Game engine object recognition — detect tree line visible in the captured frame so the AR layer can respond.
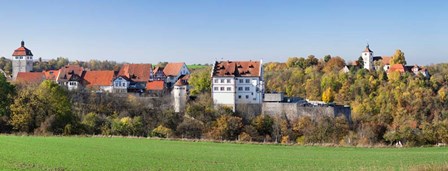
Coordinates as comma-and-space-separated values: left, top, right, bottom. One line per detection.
0, 51, 448, 146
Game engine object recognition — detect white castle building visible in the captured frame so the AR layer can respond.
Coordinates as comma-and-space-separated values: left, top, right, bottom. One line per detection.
211, 60, 264, 111
361, 44, 391, 71
12, 41, 33, 80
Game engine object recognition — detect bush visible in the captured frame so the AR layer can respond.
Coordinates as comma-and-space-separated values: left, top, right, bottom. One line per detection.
150, 125, 173, 138
176, 118, 204, 138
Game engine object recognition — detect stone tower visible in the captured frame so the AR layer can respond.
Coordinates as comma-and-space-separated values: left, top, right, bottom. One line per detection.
12, 40, 33, 80
361, 44, 373, 70
172, 79, 188, 112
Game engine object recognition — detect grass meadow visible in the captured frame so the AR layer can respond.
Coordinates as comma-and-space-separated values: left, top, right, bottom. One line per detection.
0, 135, 448, 170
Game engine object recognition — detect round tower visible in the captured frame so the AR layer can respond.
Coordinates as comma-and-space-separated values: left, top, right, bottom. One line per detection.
361, 44, 373, 70
12, 40, 33, 79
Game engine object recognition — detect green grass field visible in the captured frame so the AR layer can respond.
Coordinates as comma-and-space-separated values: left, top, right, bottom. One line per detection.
0, 135, 448, 170
187, 64, 208, 69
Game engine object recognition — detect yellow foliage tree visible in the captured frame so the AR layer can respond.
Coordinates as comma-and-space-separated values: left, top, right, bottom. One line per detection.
322, 88, 334, 103
390, 49, 406, 65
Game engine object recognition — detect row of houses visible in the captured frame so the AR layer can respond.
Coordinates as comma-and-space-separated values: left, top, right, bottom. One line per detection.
15, 63, 190, 96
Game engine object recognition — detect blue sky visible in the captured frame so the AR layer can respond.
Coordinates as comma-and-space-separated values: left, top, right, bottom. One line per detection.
0, 0, 448, 65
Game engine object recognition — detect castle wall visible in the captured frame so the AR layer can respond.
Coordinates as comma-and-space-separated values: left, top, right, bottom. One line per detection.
261, 102, 352, 123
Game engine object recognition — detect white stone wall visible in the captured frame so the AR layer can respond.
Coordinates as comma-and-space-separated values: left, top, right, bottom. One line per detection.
235, 77, 263, 104
12, 56, 33, 79
361, 52, 373, 70
112, 77, 130, 93
212, 77, 235, 109
171, 85, 188, 112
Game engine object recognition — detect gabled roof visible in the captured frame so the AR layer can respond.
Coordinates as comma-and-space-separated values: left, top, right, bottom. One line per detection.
146, 81, 165, 91
388, 64, 406, 73
57, 65, 84, 81
179, 74, 190, 81
12, 40, 33, 56
212, 61, 262, 77
118, 64, 152, 82
362, 44, 373, 52
112, 75, 132, 81
16, 72, 45, 84
373, 56, 392, 65
381, 56, 392, 65
163, 62, 185, 76
174, 79, 188, 86
153, 66, 163, 74
42, 70, 59, 81
83, 71, 114, 87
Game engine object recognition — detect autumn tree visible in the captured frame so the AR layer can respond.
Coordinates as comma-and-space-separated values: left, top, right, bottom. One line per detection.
390, 49, 406, 65
212, 115, 243, 140
188, 67, 212, 95
322, 56, 345, 73
322, 88, 334, 103
0, 73, 15, 117
11, 80, 75, 134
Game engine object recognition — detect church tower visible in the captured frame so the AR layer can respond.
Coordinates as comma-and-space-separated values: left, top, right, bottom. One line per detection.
361, 44, 373, 70
12, 40, 33, 80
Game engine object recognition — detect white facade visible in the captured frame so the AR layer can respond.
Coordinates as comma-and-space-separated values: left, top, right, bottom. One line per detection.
165, 63, 190, 85
112, 77, 130, 93
171, 85, 188, 112
212, 77, 237, 109
12, 41, 33, 80
361, 45, 373, 70
65, 81, 79, 91
212, 61, 264, 111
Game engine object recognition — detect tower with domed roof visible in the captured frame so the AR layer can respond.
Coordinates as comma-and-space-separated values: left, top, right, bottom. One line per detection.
361, 44, 373, 70
12, 40, 33, 79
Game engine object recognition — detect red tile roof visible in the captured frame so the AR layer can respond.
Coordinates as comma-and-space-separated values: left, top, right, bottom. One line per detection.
118, 64, 152, 82
42, 70, 59, 81
388, 64, 406, 73
362, 45, 373, 52
16, 72, 45, 84
146, 81, 165, 90
174, 79, 188, 86
84, 71, 114, 87
12, 41, 33, 56
213, 61, 262, 77
381, 56, 392, 65
163, 62, 185, 76
57, 65, 84, 81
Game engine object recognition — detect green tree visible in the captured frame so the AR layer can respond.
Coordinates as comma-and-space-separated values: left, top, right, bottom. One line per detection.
322, 88, 334, 103
213, 115, 243, 140
0, 73, 15, 117
324, 55, 331, 62
251, 115, 274, 136
189, 67, 212, 95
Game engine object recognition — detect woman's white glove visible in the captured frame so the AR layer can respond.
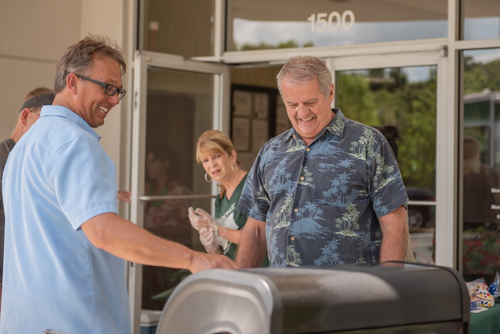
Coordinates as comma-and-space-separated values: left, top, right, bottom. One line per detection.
198, 227, 219, 252
188, 207, 215, 232
188, 207, 228, 248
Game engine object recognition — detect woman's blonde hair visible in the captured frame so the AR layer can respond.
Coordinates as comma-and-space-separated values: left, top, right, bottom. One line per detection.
196, 130, 240, 198
196, 130, 240, 165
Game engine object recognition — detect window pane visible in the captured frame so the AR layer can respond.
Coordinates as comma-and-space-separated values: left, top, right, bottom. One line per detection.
141, 0, 215, 57
226, 0, 448, 51
336, 66, 437, 263
463, 0, 500, 40
462, 49, 500, 285
142, 68, 214, 310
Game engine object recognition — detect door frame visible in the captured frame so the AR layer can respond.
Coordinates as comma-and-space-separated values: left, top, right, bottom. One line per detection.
127, 51, 230, 333
325, 49, 458, 269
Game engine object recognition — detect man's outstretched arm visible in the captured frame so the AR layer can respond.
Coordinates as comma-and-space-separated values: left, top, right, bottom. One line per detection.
379, 206, 408, 262
82, 213, 237, 273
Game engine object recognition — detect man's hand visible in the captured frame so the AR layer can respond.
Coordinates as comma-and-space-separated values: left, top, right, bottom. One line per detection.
379, 206, 408, 262
189, 252, 239, 273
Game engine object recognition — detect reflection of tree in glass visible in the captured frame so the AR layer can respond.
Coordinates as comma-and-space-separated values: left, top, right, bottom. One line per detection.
337, 67, 436, 189
234, 41, 314, 51
464, 56, 500, 94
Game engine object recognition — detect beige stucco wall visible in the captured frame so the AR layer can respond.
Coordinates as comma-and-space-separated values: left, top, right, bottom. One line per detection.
0, 0, 130, 214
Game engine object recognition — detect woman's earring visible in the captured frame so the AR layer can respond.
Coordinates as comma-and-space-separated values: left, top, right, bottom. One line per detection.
205, 173, 212, 183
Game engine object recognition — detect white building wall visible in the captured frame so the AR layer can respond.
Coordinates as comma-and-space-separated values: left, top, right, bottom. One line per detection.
0, 0, 131, 214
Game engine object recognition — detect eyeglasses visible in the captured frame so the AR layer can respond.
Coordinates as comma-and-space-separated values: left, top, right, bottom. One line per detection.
75, 73, 127, 100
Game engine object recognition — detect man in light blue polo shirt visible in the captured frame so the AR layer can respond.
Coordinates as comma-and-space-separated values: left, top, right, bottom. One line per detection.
0, 36, 235, 334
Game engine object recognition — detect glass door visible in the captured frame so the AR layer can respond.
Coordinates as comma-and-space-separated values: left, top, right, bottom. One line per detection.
128, 52, 228, 333
329, 52, 455, 267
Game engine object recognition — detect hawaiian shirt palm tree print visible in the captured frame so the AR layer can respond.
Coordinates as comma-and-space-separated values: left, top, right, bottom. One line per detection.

**What you are asked to do:** Extract the lines of the records starting at the line containing "Game engine object recognition — detect green grass" and ending at the line containing "187, 64, 208, 69", repeating them exactly.

**Task response:**
Game engine object recognition — detect green grass field visible in the captured frame so the AR layer can respond.
Coordinates as comma-and-space-separated values: left, top, right, bottom. One line per detection.
0, 135, 448, 170
187, 64, 208, 69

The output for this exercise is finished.